Text passage:
_ _ _ _ _
Airlines

Tell Your Story, ACTA Urges Members

ACTA is urging travel agents to take their concerns about the state of the travel industry directly to their MPs as a federal government budget draws closer.

“We need to continue to raise our voices,” ACTA’s Maggie Santos said during a Tuesday ACTA webinar.

ACTA president Wendy Paradis in turn stated that, “You (agents) can help us help you.”

Webinar viewers were earlier told that ACTA has been meeting with government and opposition officials, relaying its concerns on such issues as extending CEWS.

Viewers were told to take their travel industry concerns to their MPs, being told that “your story can make a tremendous difference” when it comes to formulating government policy, and Santos promised the alliance will continue its “intense lobbying.”

Paradis said Ottawa wasn’t “open to having any kind of conversation” about the restart of international travel in the first two months of this year, which she said got off to a “very rocky start.” But with the number of coronavirus cases in this country falling and vaccinations underway she said “we’re in a much better position” to discuss getting travel up and running again, Paradis continued. But she also said there hasn’t been any “road map” from the federal government for getting travel back on its feet.

The travel industry needs to boost both consumer and government confidence in travel, she continued.

Lisa Pierce, Air Canada’s vice-president of sales for Canada and the United States, also suggested that those planning to travel by airplane and who worry they won’t get their required result showing that they’ve tested negative for coronavirus within the prescribed 72 hours prior to departure should seek out a firm that guarantees test results within 72 hours.

One webinar viewer told of a denied boarding because the result didn’t arrive in time.

Pierce said firms are available that guarantee receiving test results within the 72-hour time frame, although it will likely cost more than testing that doesn’t promise to deliver results within three days.

Pierce told the viewer that getting the test results is a government requirement, and not Air Canada’s doing.

Meanwhile, Santos urged agents who haven’t joined ACTA to consider doing so. “We truly are in this (the fallout for the travel industry resulting from the pandemic) together,” she said, adding the alliance would “continue to fight for you.”
_ _ _ _ _
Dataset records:
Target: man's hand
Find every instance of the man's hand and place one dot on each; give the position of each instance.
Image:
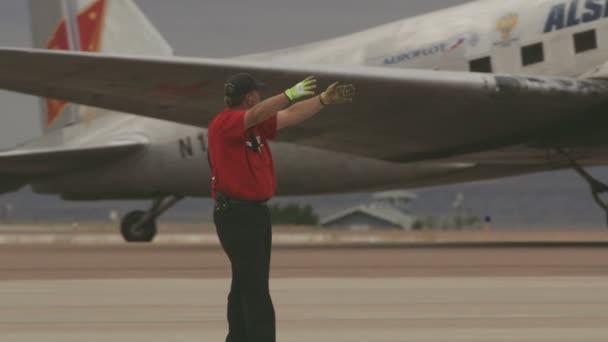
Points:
(302, 89)
(337, 94)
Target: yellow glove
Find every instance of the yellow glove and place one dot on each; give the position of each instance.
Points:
(338, 93)
(302, 89)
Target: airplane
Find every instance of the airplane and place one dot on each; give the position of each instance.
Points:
(483, 90)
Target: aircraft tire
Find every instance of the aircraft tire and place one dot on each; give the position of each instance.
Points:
(144, 234)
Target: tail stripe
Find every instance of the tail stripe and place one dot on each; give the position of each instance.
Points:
(89, 26)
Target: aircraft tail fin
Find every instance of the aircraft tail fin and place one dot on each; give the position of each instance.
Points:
(117, 27)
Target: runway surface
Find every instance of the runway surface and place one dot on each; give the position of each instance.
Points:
(188, 261)
(178, 293)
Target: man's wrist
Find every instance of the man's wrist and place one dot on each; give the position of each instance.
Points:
(321, 100)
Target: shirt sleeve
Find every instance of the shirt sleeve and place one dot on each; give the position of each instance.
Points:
(268, 128)
(233, 127)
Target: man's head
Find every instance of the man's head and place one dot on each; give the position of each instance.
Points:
(242, 91)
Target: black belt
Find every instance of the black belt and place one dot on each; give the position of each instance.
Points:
(222, 199)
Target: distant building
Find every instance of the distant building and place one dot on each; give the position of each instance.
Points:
(388, 210)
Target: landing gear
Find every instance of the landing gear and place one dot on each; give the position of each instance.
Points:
(597, 187)
(140, 226)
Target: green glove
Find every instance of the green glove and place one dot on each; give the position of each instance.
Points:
(302, 89)
(337, 94)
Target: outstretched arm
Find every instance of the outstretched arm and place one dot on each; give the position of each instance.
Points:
(335, 94)
(267, 108)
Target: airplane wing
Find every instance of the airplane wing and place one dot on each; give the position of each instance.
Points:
(18, 167)
(398, 115)
(33, 162)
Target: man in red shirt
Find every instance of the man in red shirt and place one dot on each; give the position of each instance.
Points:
(243, 180)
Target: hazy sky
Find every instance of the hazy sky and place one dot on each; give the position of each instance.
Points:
(215, 28)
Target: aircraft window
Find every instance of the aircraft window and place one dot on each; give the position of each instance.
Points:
(481, 65)
(532, 54)
(585, 41)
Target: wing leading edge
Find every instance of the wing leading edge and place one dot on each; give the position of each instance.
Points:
(398, 115)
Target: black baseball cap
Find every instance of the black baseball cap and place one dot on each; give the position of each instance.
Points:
(241, 84)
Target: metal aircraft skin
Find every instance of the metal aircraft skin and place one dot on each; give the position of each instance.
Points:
(421, 116)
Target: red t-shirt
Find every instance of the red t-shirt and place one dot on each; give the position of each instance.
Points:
(242, 165)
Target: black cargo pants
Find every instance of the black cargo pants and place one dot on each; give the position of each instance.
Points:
(245, 233)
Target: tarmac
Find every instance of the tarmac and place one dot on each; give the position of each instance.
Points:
(160, 292)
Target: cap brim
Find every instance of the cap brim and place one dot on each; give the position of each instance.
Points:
(261, 86)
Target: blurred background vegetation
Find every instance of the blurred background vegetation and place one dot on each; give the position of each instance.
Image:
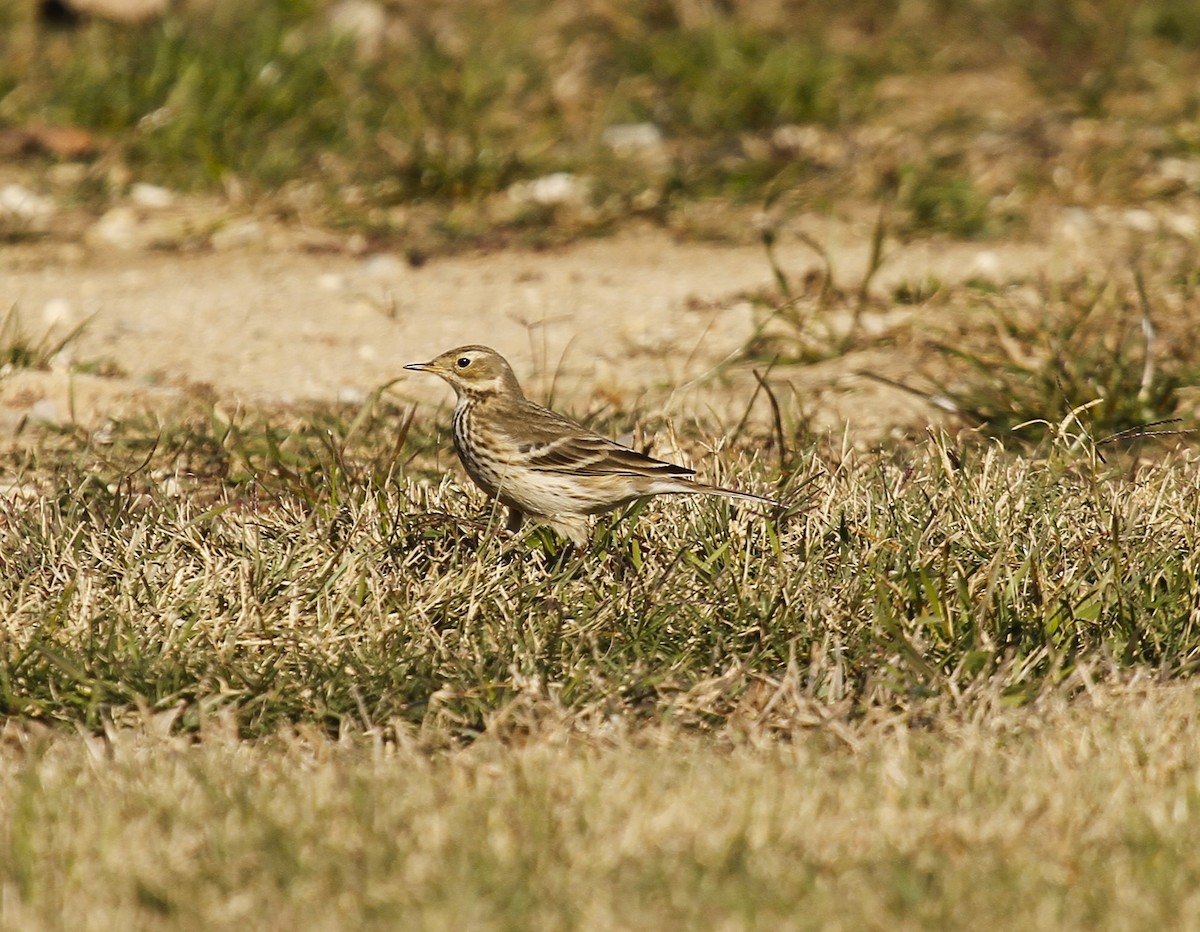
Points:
(965, 115)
_ _ _ _ _
Exercise tasks:
1. In the ACTA article, what is Lisa Pierce's position at Air Canada?
2. Based on the ACTA article, do these statements agree with it? (a) Paradis said the federal government has laid out a road map for getting travel back on its feet. (b) A webinar viewer described a denied boarding because a test result did not arrive in time. (c) Pierce said firms that guarantee results within 72 hours will likely cost more. Answer yes or no for each, quoting the words that decide it.
3. Reproduce the part of the ACTA article that starts at the words "Webinar viewers were" and ends after "as extending CEWS.".

Responses per task:
1. She is Air Canada's vice-president of sales for Canada and the United States.

2.
(a) No: "there hasn’t been any “road map” from the federal government for getting travel back on its feet."
(b) Yes: "One webinar viewer told of a denied boarding because the result didn’t arrive in time."
(c) Yes: "although it will likely cost more than testing that doesn’t promise to deliver results within three days."

3.
Webinar viewers were earlier told that ACTA has been meeting with government and opposition officials, relaying its concerns on such issues as extending CEWS.